Supplied text:
==*==

One of the largest pieces of the most recent piece of legislation passed is the "restart" of the Payroll Protection Program.  Click here for some of the details we know as of the SBA guidance issued late Wednesday (1/6/21).

Keep in mind that this information is just being published by the SBA within the last 24 hours.  Lenders will need time to establish portals and build processes for round two applications.  

At this point, if you are interested in having HD Davis CPAs determine if you will be eligible and/or apply for your loan for you, we are asking that you send us an email requesting to be put on our list and we will have someone reach out to you to collect the necessary information to be ready when your lender is live.  

Here are some changes to consider:
  1. Eligible expenses for both rounds now include operations expenditures, property damage costs, supplier costs, and covered worker protection expenditures.
  2. Expenses used for forgiveness are tax deductible.
  3. Businesses that received a PPP loan can now take the Employee Retention Tax Credit, but the credit is not available for the wages paid with the proceeds of the forgiven portion of the PPP loan.
  4. PPP forgiveness will NOT be reduced by the Economic Injury Disaster Grant.

There are some new items for round two:
  1. Companies that have less than 300 employees and have experienced a decrease in sales of 25% in any quarter of 2020 (compared to the same quarter in 2019) will qualify to reapply for a second forgivable PPP loan.
  2. Companies applying for loans less than $150,000 will not have to prove revenue decrease at application. Companies applying for loans above $150,000 will need to be prepared to prove revenue decreases with your application.

==*==

Supplied material:

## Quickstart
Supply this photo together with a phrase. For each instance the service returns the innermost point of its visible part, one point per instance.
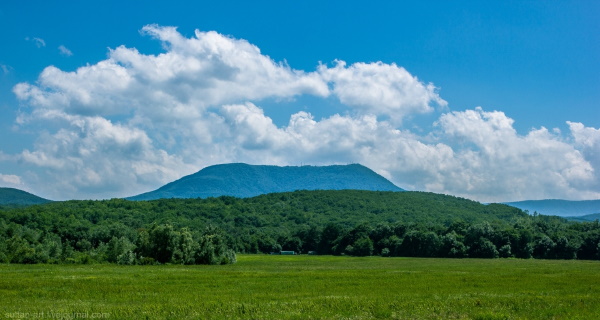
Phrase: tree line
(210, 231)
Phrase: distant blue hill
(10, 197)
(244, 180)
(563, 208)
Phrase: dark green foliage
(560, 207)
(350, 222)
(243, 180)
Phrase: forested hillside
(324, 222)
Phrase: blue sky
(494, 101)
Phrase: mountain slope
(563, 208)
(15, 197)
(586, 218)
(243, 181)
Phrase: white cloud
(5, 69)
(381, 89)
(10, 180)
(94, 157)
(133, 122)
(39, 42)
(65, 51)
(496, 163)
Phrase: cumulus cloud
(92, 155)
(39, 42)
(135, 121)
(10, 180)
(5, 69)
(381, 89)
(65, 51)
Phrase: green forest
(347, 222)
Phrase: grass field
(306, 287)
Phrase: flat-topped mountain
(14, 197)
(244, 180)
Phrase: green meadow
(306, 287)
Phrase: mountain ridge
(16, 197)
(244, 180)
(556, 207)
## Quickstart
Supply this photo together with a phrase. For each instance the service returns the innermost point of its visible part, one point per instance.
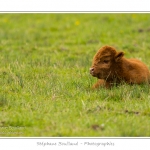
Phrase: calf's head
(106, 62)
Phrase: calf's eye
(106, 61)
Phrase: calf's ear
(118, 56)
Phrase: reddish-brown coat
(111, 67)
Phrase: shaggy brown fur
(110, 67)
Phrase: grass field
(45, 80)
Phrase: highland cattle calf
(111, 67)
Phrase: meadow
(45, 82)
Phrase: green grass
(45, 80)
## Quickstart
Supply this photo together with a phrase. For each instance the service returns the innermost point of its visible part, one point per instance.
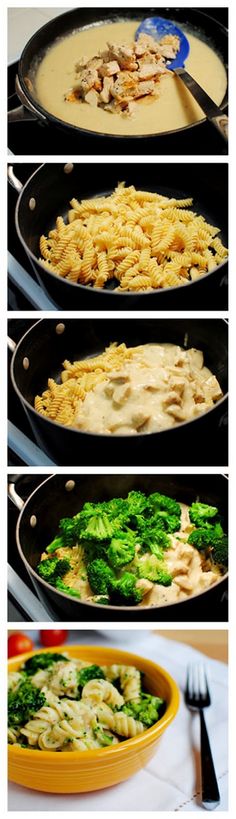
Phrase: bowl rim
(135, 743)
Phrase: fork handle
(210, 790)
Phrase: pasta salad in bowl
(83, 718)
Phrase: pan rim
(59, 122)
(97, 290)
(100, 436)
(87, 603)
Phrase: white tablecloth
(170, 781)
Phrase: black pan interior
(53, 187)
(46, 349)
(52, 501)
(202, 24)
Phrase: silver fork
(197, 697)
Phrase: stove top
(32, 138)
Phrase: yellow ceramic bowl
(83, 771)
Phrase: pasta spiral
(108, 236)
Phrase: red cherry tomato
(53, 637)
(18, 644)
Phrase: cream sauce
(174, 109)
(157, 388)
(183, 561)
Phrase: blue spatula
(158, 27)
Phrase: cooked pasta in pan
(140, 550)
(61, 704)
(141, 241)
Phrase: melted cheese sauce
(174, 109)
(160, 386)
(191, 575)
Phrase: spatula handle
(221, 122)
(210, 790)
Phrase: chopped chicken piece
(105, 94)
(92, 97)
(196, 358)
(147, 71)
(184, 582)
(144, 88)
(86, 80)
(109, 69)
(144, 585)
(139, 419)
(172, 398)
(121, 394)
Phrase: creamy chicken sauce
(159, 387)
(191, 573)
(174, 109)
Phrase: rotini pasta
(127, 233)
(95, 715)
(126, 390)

==*==

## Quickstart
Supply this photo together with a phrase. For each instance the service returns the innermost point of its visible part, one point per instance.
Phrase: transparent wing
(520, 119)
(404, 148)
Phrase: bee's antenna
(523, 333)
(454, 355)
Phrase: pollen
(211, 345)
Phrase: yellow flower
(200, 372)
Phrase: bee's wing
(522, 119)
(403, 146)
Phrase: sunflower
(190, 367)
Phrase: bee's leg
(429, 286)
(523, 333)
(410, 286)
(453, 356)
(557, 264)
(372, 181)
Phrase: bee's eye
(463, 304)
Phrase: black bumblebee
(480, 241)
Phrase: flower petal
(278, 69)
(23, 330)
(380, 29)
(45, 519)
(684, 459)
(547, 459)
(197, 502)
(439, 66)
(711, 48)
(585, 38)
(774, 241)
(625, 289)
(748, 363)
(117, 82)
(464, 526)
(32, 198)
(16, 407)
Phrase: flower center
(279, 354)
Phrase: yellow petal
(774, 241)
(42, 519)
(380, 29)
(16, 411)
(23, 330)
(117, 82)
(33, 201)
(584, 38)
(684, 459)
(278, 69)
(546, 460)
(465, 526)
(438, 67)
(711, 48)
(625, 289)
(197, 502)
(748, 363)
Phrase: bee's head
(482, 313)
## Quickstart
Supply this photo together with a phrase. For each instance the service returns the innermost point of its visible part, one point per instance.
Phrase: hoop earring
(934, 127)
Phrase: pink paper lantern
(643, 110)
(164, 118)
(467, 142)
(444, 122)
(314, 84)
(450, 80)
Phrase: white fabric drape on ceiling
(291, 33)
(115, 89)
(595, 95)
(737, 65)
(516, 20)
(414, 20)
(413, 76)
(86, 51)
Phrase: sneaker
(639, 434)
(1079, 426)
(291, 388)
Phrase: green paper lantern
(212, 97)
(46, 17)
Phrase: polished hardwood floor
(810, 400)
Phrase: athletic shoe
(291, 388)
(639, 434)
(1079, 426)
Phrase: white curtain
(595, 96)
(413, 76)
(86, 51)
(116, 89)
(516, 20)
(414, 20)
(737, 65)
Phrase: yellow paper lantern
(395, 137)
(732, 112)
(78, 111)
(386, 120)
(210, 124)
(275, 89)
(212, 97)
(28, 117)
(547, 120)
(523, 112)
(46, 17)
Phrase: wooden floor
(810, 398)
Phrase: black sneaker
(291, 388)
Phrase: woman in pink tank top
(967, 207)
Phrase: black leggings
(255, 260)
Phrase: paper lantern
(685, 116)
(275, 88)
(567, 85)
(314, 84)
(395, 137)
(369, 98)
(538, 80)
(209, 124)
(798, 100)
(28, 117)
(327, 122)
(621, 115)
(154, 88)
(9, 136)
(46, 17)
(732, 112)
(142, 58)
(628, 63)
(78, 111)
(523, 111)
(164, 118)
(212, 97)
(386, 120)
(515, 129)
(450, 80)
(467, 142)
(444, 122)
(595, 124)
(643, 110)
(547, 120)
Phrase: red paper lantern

==*==

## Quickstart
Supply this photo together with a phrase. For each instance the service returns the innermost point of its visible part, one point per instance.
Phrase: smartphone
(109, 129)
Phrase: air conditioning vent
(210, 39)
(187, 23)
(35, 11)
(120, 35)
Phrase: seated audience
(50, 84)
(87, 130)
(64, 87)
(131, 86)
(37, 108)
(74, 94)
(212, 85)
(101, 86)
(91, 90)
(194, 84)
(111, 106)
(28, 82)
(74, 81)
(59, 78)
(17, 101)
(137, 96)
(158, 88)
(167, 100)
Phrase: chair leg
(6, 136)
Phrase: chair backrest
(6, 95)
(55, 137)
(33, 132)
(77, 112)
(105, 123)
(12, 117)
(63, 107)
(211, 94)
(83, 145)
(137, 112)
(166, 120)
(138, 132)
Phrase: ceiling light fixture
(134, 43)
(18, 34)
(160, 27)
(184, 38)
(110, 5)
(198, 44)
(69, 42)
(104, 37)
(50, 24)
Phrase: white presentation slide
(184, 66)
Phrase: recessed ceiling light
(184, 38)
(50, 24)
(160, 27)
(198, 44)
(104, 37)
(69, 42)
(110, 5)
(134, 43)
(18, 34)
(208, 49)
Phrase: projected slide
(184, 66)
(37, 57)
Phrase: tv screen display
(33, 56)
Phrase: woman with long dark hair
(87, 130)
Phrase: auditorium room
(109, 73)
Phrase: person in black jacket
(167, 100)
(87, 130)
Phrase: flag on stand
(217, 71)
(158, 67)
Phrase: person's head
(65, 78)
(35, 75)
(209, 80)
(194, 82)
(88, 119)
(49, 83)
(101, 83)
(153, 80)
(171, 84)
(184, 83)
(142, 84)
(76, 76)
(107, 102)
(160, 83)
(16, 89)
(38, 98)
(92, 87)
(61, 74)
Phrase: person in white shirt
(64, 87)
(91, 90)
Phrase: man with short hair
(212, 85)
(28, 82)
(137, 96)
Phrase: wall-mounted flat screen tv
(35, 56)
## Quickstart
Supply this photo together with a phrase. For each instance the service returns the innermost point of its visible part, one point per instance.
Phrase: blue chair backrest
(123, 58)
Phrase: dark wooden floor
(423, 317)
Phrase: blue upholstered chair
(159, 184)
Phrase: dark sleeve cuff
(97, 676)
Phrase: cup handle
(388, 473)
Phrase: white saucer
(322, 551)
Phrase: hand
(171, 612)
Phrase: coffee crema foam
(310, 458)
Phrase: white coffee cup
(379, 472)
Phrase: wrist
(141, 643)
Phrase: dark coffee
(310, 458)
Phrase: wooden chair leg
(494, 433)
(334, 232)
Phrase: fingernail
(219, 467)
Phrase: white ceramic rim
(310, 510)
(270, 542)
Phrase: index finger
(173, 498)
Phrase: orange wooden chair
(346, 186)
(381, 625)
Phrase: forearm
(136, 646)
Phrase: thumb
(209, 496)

==*==

Problem set:
• 1. In the PPP restart text, what drop in sales during a 2020 quarter lets a company reapply for a second forgivable loan?
• 2. In the PPP restart text, restate the passage from "Here are some changes" up to and including "the PPP loan.", swapping "supplier costs" for "vendor costs".

Solutions to the tasks:
• 1. A decrease of 25% compared to the same quarter in 2019.

• 2.
Here are some changes to consider:
  1. Eligible expenses for both rounds now include operations expenditures, property damage costs, vendor costs, and covered worker protection expenditures.
  2. Expenses used for forgiveness are tax deductible.
  3. Businesses that received a PPP loan can now take the Employee Retention Tax Credit, but the credit is not available for the wages paid with the proceeds of the forgiven portion of the PPP loan.